> **Data supplied**
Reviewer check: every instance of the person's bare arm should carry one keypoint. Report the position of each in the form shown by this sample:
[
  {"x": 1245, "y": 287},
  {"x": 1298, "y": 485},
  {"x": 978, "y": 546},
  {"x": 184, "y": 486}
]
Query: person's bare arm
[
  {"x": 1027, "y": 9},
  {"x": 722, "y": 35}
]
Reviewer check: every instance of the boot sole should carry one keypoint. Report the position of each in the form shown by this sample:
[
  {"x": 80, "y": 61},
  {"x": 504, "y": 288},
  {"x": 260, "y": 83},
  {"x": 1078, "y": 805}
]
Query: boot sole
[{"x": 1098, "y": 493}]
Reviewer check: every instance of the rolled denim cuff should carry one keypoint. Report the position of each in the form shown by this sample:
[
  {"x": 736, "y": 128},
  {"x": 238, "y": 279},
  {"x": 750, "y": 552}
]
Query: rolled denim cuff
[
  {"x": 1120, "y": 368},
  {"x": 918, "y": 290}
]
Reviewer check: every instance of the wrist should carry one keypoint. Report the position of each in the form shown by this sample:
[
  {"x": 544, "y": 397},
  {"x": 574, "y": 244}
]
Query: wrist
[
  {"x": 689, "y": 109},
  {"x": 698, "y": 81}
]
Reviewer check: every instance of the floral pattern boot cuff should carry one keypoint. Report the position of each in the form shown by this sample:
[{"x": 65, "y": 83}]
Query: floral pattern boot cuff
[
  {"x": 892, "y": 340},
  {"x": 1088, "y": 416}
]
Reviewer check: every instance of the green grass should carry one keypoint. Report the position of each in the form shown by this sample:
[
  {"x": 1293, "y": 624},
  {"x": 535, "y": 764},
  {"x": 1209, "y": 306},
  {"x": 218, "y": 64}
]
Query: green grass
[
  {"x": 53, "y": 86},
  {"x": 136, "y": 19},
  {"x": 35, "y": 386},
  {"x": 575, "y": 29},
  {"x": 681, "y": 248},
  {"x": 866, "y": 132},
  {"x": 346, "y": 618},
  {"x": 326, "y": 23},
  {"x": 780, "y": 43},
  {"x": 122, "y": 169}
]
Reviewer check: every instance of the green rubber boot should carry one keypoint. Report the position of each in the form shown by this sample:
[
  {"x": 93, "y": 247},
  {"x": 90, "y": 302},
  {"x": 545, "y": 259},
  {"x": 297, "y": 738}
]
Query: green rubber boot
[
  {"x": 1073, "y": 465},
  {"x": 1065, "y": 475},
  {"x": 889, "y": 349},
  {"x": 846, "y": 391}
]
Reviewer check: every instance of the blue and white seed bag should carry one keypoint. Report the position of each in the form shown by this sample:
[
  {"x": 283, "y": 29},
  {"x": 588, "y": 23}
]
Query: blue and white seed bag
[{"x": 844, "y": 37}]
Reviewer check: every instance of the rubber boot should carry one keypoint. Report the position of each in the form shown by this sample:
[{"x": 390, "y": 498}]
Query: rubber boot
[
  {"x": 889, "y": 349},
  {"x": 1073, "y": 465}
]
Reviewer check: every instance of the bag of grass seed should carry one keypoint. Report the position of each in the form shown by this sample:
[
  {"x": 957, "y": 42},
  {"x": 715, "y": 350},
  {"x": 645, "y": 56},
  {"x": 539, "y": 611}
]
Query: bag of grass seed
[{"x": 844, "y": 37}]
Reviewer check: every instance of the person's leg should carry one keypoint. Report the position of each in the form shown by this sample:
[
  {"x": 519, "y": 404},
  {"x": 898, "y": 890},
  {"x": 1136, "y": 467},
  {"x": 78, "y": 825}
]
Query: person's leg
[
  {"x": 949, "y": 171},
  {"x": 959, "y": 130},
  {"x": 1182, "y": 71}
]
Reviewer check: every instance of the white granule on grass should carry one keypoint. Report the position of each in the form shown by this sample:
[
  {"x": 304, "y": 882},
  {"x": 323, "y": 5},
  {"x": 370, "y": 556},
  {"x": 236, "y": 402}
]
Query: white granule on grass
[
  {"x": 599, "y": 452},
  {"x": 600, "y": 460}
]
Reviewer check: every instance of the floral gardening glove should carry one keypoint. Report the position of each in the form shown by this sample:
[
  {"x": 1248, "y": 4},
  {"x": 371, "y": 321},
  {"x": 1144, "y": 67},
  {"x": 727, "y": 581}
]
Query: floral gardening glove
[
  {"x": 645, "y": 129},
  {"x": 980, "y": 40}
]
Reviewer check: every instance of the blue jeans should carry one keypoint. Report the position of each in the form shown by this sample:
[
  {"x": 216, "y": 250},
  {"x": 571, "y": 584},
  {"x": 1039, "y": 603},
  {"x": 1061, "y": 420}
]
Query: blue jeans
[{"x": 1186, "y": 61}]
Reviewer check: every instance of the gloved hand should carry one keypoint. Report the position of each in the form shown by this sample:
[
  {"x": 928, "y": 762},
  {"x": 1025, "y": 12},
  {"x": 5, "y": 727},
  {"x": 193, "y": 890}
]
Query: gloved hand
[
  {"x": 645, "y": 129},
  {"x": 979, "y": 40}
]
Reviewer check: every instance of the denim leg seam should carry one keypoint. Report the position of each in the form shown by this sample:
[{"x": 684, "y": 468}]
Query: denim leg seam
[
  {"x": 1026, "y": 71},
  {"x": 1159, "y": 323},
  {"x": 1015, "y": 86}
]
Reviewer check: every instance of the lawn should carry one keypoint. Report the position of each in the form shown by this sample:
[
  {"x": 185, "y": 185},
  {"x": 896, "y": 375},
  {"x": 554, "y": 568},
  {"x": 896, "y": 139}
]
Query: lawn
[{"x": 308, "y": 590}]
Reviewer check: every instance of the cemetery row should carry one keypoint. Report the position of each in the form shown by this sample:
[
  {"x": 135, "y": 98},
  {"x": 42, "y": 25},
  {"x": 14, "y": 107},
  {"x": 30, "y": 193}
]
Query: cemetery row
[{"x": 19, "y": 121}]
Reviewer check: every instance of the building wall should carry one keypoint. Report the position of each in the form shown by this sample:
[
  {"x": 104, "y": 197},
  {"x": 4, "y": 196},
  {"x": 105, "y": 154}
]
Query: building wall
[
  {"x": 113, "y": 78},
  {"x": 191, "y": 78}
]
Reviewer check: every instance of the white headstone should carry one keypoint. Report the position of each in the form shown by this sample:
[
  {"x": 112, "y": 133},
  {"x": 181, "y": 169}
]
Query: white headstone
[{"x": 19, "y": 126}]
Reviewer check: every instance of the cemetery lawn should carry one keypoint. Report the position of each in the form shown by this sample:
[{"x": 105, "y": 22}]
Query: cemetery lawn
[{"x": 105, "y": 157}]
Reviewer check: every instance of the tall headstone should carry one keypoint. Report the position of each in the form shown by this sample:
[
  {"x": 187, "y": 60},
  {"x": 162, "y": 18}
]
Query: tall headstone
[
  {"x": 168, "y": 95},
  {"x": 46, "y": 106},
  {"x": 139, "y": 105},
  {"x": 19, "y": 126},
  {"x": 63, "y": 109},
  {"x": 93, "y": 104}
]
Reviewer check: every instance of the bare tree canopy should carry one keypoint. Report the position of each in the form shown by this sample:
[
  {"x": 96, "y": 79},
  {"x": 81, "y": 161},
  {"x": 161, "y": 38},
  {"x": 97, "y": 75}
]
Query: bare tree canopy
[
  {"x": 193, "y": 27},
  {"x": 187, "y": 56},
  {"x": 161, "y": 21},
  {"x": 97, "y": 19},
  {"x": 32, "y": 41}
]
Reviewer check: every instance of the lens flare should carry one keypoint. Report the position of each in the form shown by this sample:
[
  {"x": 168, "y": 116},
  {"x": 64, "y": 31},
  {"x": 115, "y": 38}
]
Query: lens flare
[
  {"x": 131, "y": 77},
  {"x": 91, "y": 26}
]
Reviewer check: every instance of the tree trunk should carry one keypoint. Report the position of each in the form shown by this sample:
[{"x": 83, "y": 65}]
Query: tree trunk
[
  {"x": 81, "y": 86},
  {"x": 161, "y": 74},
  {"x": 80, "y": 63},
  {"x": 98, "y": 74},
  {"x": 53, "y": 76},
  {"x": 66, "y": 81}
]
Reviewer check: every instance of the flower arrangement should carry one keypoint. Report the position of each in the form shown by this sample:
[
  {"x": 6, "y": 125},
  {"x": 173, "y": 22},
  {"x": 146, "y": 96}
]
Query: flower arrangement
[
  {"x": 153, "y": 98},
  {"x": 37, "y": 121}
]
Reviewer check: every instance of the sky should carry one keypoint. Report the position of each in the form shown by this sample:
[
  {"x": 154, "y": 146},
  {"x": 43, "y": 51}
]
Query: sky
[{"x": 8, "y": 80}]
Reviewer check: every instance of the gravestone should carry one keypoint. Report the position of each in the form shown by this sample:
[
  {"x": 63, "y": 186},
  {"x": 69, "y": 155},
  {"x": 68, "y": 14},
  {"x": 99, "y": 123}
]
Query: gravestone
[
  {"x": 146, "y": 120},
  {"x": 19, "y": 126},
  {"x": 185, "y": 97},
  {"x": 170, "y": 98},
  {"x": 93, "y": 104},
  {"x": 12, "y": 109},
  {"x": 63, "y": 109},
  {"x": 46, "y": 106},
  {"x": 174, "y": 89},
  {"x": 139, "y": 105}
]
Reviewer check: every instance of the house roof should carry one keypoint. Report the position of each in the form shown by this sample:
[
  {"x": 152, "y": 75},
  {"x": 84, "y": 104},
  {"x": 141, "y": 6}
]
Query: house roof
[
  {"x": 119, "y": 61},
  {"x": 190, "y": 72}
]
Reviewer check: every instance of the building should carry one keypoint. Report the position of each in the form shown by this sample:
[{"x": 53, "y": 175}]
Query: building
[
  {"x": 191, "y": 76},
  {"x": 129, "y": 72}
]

> **What the task asks**
Copy out exactly the lines from the line with "Reviewer check: every instance of the house" to the end of the listing, including both of those lines, and give nothing else.

> **Your solution**
Reviewer check: every instance of the house roof should carry one keypoint. Report the position of each in the form shown by this sample:
[
  {"x": 152, "y": 75},
  {"x": 84, "y": 104},
  {"x": 141, "y": 6}
]
Query: house roof
[
  {"x": 119, "y": 61},
  {"x": 190, "y": 72}
]
Reviewer check: every instance of the building should carry one keypoint. Report the position of each in the form shown by this sample:
[{"x": 53, "y": 175}]
Query: building
[
  {"x": 191, "y": 76},
  {"x": 129, "y": 72}
]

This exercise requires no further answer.